**Objective**
Count how many lines in the rows below contain the word "Query". Reply with the number alone.

---------- Dataset content

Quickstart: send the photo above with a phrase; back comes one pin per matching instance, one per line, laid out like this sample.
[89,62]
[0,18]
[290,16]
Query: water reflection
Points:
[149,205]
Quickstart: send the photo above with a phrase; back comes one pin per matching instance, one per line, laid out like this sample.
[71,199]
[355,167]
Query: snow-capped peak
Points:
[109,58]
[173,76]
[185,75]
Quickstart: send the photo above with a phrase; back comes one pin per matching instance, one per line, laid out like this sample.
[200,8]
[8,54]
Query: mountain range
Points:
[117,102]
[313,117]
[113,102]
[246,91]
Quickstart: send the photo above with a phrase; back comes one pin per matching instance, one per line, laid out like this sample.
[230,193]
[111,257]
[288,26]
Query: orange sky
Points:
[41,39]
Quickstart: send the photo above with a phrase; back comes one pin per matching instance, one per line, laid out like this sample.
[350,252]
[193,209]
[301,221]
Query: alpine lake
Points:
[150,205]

--------------------
---------- Dataset content

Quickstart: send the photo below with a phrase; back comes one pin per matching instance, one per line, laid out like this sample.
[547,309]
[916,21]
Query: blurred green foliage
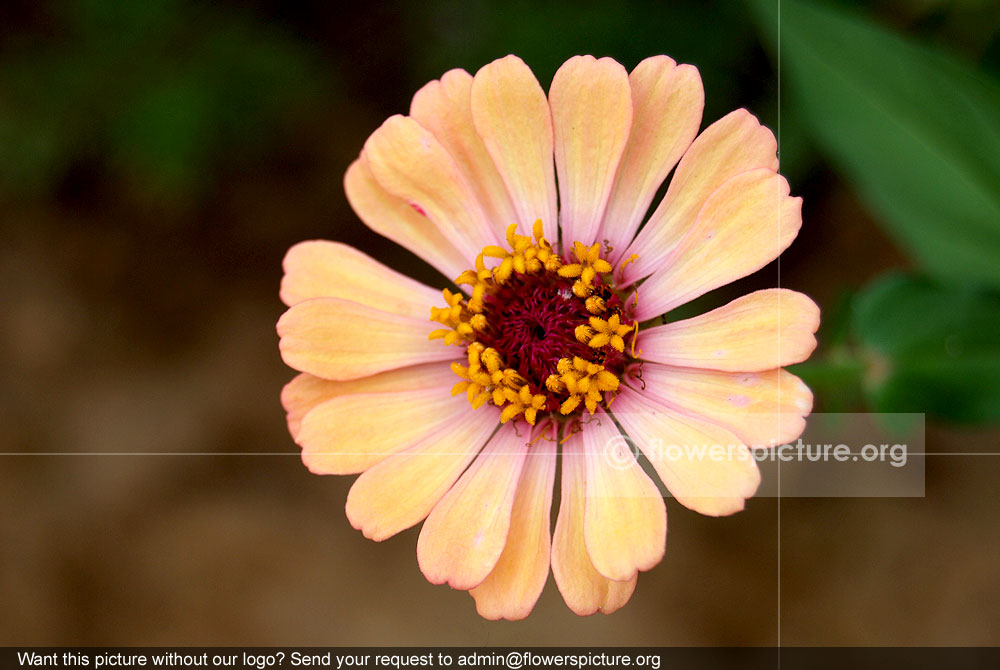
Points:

--------------------

**Answer for this exercise**
6